### Request
Format every row below as a numbered list, dropping any blank lines. Leave the pictures out of your list.

Object detection data
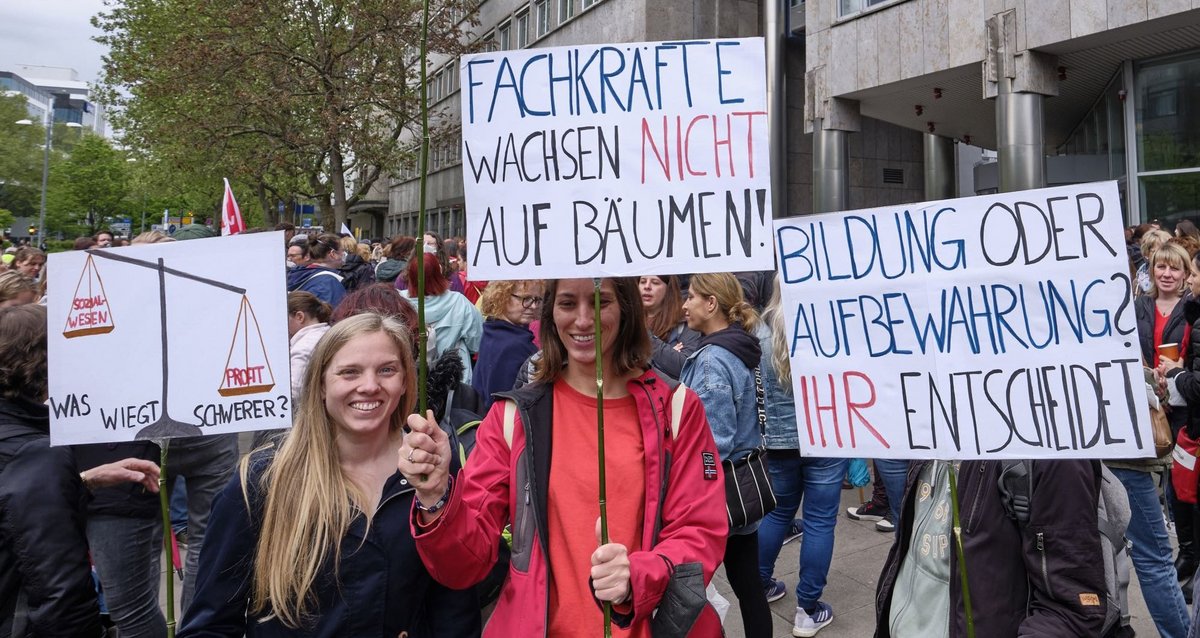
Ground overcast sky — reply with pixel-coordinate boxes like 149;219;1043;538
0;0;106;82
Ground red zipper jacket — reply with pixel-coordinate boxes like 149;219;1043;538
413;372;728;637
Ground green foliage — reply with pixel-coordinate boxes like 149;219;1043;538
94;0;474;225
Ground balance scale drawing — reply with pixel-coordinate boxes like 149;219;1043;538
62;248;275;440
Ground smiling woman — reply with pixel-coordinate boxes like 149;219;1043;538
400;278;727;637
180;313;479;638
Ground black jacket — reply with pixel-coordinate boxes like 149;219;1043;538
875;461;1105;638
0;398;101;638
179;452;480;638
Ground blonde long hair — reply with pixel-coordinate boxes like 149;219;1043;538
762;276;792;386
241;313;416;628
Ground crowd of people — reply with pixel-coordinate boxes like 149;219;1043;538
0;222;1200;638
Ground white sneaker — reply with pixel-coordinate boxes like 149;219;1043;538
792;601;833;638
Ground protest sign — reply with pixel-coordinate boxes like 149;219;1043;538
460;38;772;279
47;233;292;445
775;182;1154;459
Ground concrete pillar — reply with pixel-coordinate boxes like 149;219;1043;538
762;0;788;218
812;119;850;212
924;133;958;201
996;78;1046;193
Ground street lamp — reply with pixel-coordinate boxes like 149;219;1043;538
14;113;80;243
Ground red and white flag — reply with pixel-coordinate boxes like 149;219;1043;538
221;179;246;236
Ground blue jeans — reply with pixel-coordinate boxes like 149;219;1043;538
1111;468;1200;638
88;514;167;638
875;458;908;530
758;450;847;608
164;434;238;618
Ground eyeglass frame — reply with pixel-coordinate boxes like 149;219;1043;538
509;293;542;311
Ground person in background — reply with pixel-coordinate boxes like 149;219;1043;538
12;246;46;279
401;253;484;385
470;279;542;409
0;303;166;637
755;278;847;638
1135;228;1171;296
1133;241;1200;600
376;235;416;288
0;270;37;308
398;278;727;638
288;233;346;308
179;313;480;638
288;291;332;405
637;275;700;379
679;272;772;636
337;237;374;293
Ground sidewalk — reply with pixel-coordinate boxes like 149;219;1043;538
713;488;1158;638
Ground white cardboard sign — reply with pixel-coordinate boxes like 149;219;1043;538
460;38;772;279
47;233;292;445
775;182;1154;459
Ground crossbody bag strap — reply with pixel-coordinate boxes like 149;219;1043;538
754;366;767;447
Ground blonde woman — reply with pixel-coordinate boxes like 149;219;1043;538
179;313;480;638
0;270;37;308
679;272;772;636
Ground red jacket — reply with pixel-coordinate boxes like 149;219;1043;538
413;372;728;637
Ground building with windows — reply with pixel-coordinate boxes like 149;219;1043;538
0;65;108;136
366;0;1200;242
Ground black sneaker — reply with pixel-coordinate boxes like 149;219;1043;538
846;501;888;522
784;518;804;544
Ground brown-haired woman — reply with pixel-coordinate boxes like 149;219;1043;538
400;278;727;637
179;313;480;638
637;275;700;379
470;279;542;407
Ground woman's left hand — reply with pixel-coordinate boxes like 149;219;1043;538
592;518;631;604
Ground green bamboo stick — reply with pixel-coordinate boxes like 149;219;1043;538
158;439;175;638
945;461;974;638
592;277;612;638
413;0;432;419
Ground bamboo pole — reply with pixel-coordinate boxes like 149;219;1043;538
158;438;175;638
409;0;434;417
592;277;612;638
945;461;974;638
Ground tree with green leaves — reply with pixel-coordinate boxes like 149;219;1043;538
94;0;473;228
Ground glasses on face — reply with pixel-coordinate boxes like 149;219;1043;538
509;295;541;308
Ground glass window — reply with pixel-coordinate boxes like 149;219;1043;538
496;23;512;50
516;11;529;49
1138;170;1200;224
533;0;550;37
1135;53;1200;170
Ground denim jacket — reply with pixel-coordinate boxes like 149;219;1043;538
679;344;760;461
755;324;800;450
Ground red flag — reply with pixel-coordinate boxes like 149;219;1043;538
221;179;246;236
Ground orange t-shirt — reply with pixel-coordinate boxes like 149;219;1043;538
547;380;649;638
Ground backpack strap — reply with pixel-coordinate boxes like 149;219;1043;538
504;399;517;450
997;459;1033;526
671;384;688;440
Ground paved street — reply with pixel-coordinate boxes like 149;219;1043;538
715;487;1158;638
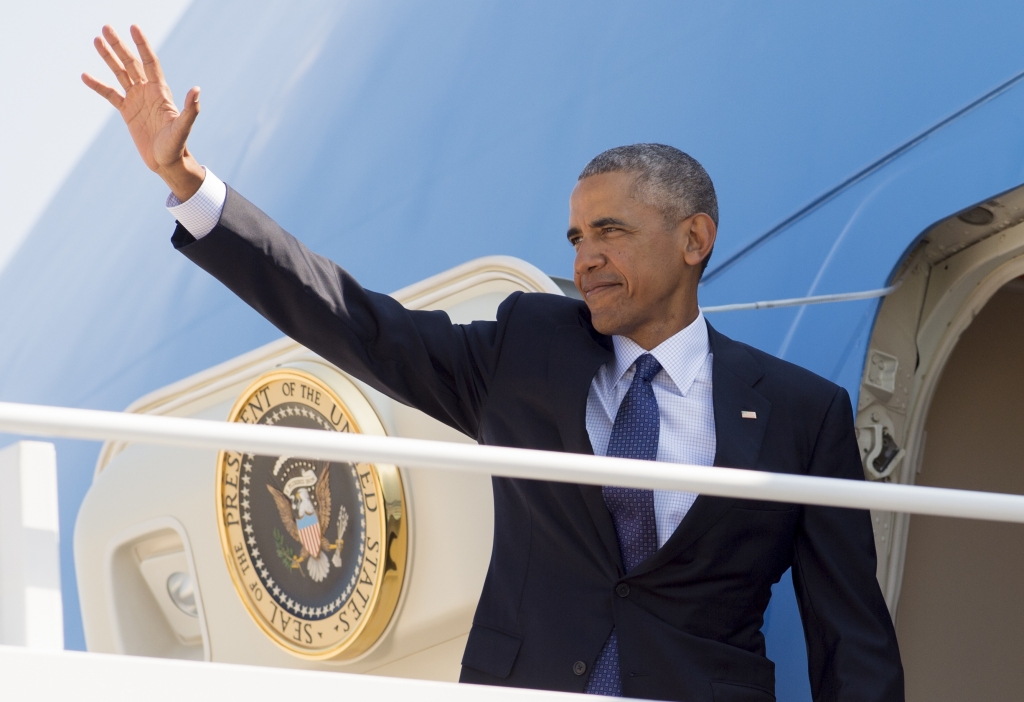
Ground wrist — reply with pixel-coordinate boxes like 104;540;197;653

### Problem solution
1. Ground overcast sky — reply with pixel-coordinate boxes like 149;219;1043;538
2. 0;0;106;82
3. Ground red zipper jacket — reply with pixel-coordinate boxes like 149;219;1043;538
4. 413;372;728;637
5. Ground green foliage — reply with pixel-coordinate boxes like 149;219;1043;538
6. 94;0;474;225
7. Ground balance scale drawing — reply with pixel-coordinate boxes like 149;219;1043;538
8. 62;248;275;440
9. Ground smiling woman — reply with pixel-coordinate boxes like 149;219;1043;538
10. 400;278;727;637
11. 180;313;479;638
12. Ground black jacket — reply with pixel-coordinate boxes like 149;219;1043;538
13. 875;461;1105;638
14. 0;398;101;638
15. 179;452;480;638
16. Ground blonde long hair — reply with pixel-coordinate boxes like 149;219;1043;538
17. 762;276;792;386
18. 241;313;416;628
19. Ground crowd of people — reply with pixel-coordinate boxes like 149;219;1043;538
20. 0;222;1200;638
21. Ground white sneaker — reply with pixel-coordinate boxes like 149;219;1043;538
22. 792;601;833;638
23. Ground protest sign — reply with pixel-coordinate boxes like 149;219;1043;538
24. 460;38;772;279
25. 47;233;292;445
26. 775;182;1154;459
27. Ground concrete pillar — reply with pixel-coordinate boxes like 149;219;1043;538
28. 762;0;788;218
29. 812;119;850;212
30. 924;133;958;201
31. 996;78;1046;193
32. Ground street lamp — reply with pixel-coordinate boxes like 149;219;1043;538
33. 14;113;80;243
34. Ground red and white flag — reply with pixel-coordinate boxes like 149;219;1043;538
35. 221;179;246;236
36. Ground blue jeans — reply with pixel-coordinate boxes like 149;219;1043;538
37. 1111;468;1200;638
38. 88;514;167;638
39. 875;458;908;530
40. 758;450;847;608
41. 164;434;238;618
42. Ground eyeglass frame — reply with pixel-coordinate boxes like 149;219;1043;538
43. 509;293;542;311
44. Ground person in background — reply with pixel-coordinate boxes like 149;219;1043;538
45. 12;246;46;279
46. 401;253;484;385
47. 470;279;542;409
48. 0;303;166;637
49. 755;278;847;638
50. 1135;228;1171;296
51. 1133;241;1200;600
52. 376;235;416;288
53. 0;270;37;308
54. 398;278;727;638
55. 288;233;346;308
56. 179;313;480;638
57. 288;291;332;405
58. 637;275;700;379
59. 679;272;772;636
60. 337;237;374;293
61. Ground sidewalk — reply with pixel-coordinate boxes like 149;219;1043;538
62. 713;488;1158;638
63. Ground white cardboard sign — reply with pixel-coordinate boxes like 149;219;1043;538
64. 460;38;772;279
65. 47;233;292;445
66. 775;182;1154;459
67. Ground crossbody bag strap — reply with pixel-coordinate boxes like 149;219;1043;538
68. 754;366;767;447
69. Ground blonde woman — reply with pixel-coordinate boxes like 149;219;1043;538
70. 179;313;480;638
71. 0;270;37;308
72. 679;272;772;636
73. Ground red jacket — reply with pixel-coordinate boxes like 149;219;1043;538
74. 413;372;728;637
75. Ground building with windows — reply with pixel-coordinate boxes like 149;219;1043;538
76. 0;65;108;136
77. 366;0;1200;242
78. Ground black sneaker — reply with pixel-coordinate boxes like 149;219;1043;538
79. 846;501;888;522
80. 784;518;804;544
81. Ground brown-haired woman — reply with pixel-coordinate boxes like 149;219;1043;538
82. 400;278;727;637
83. 179;313;480;638
84. 637;275;700;379
85. 470;279;542;407
86. Ground woman's left hand — reply with pixel-coordinate boxes like 149;219;1043;538
87. 592;518;631;604
88. Ground green bamboo stick — reply with pixel-coordinate boxes like 149;219;1043;538
89. 158;439;175;638
90. 945;461;974;638
91. 592;277;612;638
92. 413;0;432;419
93. Ground bamboo pole — reply with pixel-coordinate boxes like 149;219;1043;538
94. 158;438;175;638
95. 409;0;434;417
96. 592;277;612;638
97. 945;461;974;638
98. Ground tree with green leaves — reply with pixel-coordinate boxes like 149;219;1043;538
99. 94;0;473;228
100. Ground glasses on face — reply with pixel-coordinate boxes like 149;219;1043;538
101. 509;295;541;308
102. Ground glass window — reply with pixel-coordinate boxes like 149;219;1043;538
103. 496;23;512;50
104. 516;11;529;49
105. 1138;170;1200;224
106. 533;0;550;37
107. 1135;53;1200;170
108. Ground denim jacket — reply with pixel-coordinate boxes like 149;219;1043;538
109. 679;344;760;461
110. 755;324;800;450
111. Ground red flag — reply with pixel-coordinate boxes like 149;219;1043;538
112. 221;179;246;236
113. Ground orange t-shirt — reply with pixel-coordinate boxes like 149;219;1043;538
114. 547;380;649;638
115. Ground backpack strap — reply with pixel-coordinate boxes like 149;219;1043;538
116. 504;399;517;450
117. 997;459;1033;526
118. 671;384;688;440
119. Ground paved street — reply with pixel-coordinate boxes like 149;219;1043;538
120. 715;487;1158;638
121. Ground wrist — reply with pixel-coordinate boxes like 104;540;197;653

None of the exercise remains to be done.